- **Your assignment**: Write out each record again exactly as it stands.

*** Opening Task input ***

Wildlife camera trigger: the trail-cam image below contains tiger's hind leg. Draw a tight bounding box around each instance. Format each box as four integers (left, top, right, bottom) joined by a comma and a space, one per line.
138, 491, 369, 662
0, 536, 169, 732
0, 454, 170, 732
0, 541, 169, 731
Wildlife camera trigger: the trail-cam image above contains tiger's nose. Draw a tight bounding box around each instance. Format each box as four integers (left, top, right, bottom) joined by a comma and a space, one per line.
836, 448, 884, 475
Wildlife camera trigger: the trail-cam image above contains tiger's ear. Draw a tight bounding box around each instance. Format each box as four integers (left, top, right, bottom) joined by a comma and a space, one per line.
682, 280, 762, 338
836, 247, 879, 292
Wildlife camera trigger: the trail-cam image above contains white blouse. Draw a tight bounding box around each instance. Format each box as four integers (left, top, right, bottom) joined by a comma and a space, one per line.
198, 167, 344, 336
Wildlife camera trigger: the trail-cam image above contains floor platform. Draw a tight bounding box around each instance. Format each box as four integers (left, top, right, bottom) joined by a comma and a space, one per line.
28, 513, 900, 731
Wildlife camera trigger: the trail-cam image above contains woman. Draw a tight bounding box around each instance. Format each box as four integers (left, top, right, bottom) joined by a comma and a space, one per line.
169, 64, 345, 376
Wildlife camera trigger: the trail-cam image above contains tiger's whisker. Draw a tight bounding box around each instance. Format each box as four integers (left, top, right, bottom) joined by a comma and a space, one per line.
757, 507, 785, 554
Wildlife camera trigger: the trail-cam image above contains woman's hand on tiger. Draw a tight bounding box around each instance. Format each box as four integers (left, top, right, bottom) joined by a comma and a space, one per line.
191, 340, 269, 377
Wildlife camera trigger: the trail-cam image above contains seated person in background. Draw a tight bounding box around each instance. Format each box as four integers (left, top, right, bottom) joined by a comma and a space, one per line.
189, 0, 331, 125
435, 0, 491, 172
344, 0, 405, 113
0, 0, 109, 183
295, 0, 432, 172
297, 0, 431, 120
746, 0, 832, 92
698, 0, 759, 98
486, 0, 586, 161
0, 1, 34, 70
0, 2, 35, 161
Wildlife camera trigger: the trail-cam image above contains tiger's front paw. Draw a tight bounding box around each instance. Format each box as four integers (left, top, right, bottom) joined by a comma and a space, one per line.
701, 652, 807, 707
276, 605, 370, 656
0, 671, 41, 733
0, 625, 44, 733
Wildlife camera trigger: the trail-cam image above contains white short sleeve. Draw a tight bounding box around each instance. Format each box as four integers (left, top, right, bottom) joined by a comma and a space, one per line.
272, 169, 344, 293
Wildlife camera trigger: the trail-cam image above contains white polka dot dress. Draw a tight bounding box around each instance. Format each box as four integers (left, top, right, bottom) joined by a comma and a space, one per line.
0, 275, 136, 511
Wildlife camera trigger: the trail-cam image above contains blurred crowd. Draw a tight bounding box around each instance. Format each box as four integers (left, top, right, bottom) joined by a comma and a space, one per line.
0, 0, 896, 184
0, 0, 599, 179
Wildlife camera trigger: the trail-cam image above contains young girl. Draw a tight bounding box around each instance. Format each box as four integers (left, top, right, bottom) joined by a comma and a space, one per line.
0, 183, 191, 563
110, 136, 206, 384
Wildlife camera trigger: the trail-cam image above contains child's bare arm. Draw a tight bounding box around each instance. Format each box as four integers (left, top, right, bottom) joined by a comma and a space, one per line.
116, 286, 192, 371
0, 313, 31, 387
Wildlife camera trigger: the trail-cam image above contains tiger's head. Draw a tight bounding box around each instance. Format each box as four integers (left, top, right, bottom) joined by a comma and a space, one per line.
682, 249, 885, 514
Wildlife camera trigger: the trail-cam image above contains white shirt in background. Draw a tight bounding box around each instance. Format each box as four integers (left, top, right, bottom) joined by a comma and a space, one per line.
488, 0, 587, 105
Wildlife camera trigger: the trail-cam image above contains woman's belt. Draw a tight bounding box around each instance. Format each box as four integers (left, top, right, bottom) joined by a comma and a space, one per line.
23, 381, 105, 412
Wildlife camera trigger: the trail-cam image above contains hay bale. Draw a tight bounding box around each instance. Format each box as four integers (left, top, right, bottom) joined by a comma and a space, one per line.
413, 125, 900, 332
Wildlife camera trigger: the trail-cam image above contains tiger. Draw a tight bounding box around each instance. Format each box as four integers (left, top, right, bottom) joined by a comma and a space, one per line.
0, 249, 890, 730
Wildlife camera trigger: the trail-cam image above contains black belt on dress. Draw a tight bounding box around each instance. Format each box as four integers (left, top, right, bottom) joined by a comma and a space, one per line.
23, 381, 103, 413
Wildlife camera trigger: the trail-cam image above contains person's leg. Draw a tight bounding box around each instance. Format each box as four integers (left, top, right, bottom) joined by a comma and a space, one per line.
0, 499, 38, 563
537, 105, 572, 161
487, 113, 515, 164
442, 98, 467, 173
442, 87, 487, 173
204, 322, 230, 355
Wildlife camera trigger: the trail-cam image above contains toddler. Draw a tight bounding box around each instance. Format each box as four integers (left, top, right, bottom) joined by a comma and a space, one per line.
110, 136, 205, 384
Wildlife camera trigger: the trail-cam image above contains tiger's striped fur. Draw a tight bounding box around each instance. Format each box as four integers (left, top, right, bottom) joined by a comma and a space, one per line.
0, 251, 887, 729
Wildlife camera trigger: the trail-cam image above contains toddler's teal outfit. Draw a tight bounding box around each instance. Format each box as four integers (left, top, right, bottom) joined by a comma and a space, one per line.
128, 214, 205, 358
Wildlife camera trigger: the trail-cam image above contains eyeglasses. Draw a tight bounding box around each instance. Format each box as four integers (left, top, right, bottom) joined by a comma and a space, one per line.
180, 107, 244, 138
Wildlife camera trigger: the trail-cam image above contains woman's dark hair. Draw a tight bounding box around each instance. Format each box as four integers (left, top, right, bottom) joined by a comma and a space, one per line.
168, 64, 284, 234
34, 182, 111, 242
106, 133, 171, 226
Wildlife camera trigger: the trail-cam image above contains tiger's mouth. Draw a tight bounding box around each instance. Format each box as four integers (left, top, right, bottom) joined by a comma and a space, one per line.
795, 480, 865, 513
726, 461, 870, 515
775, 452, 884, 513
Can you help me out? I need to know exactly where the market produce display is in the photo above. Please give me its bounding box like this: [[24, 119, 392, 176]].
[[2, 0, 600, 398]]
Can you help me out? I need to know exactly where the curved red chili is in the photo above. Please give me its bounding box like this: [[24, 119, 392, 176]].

*** Closing Task input ***

- **Exercise answer**:
Wildlife camera trigger: the trail-cam image below contains tiger's hind leg. Draw a tight bounding box around each instance. Format each box as four integers (left, top, right, bottom) joined by a comma and a space, one per line.
138, 491, 369, 662
0, 536, 169, 732
0, 454, 170, 732
0, 541, 169, 731
Wildlife camera trigger: the trail-cam image above contains tiger's nose. Draw a tight bounding box around each instance. Format each box as four integers (left, top, right, bottom) joined by a comma and a space, one per line.
836, 448, 884, 475
Wildlife camera trigger: the trail-cam image above contains tiger's ear. Draw a tight bounding box around each instance. Format each box as four integers (left, top, right, bottom) joined by a comma and a space, one per line.
682, 280, 762, 338
836, 247, 879, 292
Wildlife camera trigger: the trail-cam image above contains white blouse. Draw a tight bounding box around each instance. Format each box as four integers (left, top, right, bottom) joined by a comma and a space, one per line.
198, 167, 344, 336
Wildlife camera trigger: the trail-cam image above contains floor platform. Draw a tight bounding box around each instance. Format each box as four integers (left, top, right, bottom) joined by a comma and a space, one per line.
28, 513, 900, 731
Wildlife camera trigger: the trail-cam image above contains woman. Draw a tight bounding box around each instance. Format each box as four integers (left, top, right, bottom) joined by a comma and a space, one per line.
169, 64, 345, 376
Wildlife camera trigger: the trail-cam image above contains tiger's whisker. Draw a tight bounding box around each instance. Format each box as four integers (left, top, right, bottom) joined by a comma and a space, one per line.
757, 507, 785, 554
Wildlife camera trigger: the trail-cam image above contains woman's hand on tiger. Draw a tight bounding box around each instance. Format each box as four integers (left, top, right, bottom) joined by a comma and a space, one per line.
191, 340, 269, 377
Wildlife camera trigger: the trail-cam image above contains seated person in background. Draw a tight bounding box around each instance. Format each box as four integers (left, top, right, bottom) joined by a comma and a space, one per line.
189, 0, 331, 125
435, 0, 491, 172
344, 0, 405, 113
0, 0, 109, 183
295, 0, 432, 172
297, 0, 431, 120
746, 0, 832, 92
698, 0, 759, 98
486, 0, 586, 161
0, 1, 34, 70
0, 2, 35, 161
Wildlife camera trigger: the trail-cam image above contains tiger's front paw. Draw a tight bounding box around each instance. Format each box as four integers (left, top, right, bottom) joined by a comma and a space, one per line.
701, 652, 807, 707
276, 605, 370, 656
0, 671, 41, 733
0, 625, 44, 733
Wildlife camera trigger: the trail-cam image above contains white short sleeve. Draw a tight bounding box around each instance. Format each box as four integers (left, top, right, bottom) joined by a comma and a space, one per line.
272, 169, 344, 293
Wildlife camera trigger: the trail-cam image above contains white polka dot dress. Draw a tight bounding box around each instance. Format each box as four integers (left, top, right, bottom) joined by a comma and a space, one per line.
0, 275, 136, 511
Wildlife camera trigger: the trail-cam image above contains blurred crowd. Draw a tight bounding box around each instance. Format each box as four integers (left, top, right, bottom) joined by a comma and a space, one per line.
0, 0, 896, 184
0, 0, 599, 179
Wildlife camera trigger: the trail-cam image above contains young girl. Draw a tight bounding box around each instance. Format each box as four integers (left, top, right, bottom) joined by a comma and a space, one per line.
0, 183, 191, 563
110, 136, 206, 384
Wildlife camera trigger: the trail-cam image above contains child's bare arm. Draw a tight bounding box around each instance. Format each box as four integers (left, top, right, bottom) joined by a comma and a space, one per line.
116, 286, 192, 371
0, 313, 31, 387
Wildlife camera trigger: the trail-cam image above contains tiger's head. Draw a tight bounding box around each instance. Format each box as four integers (left, top, right, bottom) joined by a comma and a space, one per line.
682, 249, 885, 514
Wildlife camera trigger: the trail-cam image above contains white shirt in background. Draw a tight bounding box around each instance. Format each box as four integers (left, top, right, bottom) joined by a comma and a space, one per line.
488, 0, 587, 105
Wildlife camera trigger: the trail-cam image above contains woman's belt. Draw a tight bounding box around each instance. Format each box as four integers (left, top, right, bottom) joined by a comma and a space, one per line.
23, 381, 105, 412
Wildlife camera trigger: the trail-cam image above contains hay bale. Draw a tight bounding box around each instance. Format each box as four integers (left, top, right, bottom) joined by a comma and a space, one per line.
413, 125, 900, 332
Wildlife camera trigger: the trail-cam image above contains tiger. Draw a tight bounding box around each instance. Format each box as four integers (left, top, right, bottom) joined by a comma and a space, one per line.
0, 249, 890, 730
Wildlife camera trigger: the trail-cam image above contains black belt on dress. Draw a tight bounding box around each instance. Format each box as four integers (left, top, right, bottom) joined by a comma and a space, one per line.
23, 381, 103, 413
Wildlife camera trigger: the trail-cam image above contains person's leg. Draw a tight bounding box around each instance. Format each box as four integers (left, top, right, bottom) joined by a comma and a space, one per line.
0, 499, 38, 563
537, 105, 572, 161
487, 113, 515, 164
442, 98, 467, 173
442, 87, 487, 173
204, 322, 230, 355
Wildlife camera trigger: the trail-cam image above contains toddler. Draw a tight bounding box around each instance. Format each box as four integers (left, top, right, bottom) joined by a comma and a space, one per line.
110, 136, 205, 384
Wildlife camera trigger: the trail-cam image above contains tiger's striped fur. Draw a tight bounding box around each instance. Format each box as four integers (left, top, right, bottom) joined by a comma and a space, one per line.
0, 251, 887, 729
Wildlife camera trigger: the trail-cam image above contains toddler's teal outfit. Draw a tight bounding box around each instance. Format each box as four integers (left, top, right, bottom) joined by a comma and a space, one per line.
128, 214, 205, 358
Wildlife camera trigger: the trail-cam image above contains eyeglasses. Draw a tight bounding box around each instance. Format each box as four integers (left, top, right, bottom) joined by a comma and a space, one per line.
180, 107, 244, 138
Wildlife camera trigger: the trail-cam image above contains woman's dark hair. Draw a tight bounding box around each instance. Format each box as four integers (left, top, right, bottom) joined by a comma and a space, one per line.
168, 64, 284, 234
34, 182, 111, 242
106, 133, 171, 226
Wildlife camera trigger: the trail-cam image above contains tiger's mouth. Draw a tight bounding box around each instance. Format each box as four integers (left, top, right, bottom) joined by a comma and a space, one per line.
795, 480, 865, 513
726, 461, 870, 515
775, 452, 884, 513
Can you help me out? I need to know exactly where the market produce display is in the photo above. Please give me its bounding box like this: [[24, 119, 392, 176]].
[[2, 0, 600, 398]]
Can you help me out? I need to know exactly where the curved red chili is in the photo above. Please give me its bounding box like this: [[24, 119, 392, 176]].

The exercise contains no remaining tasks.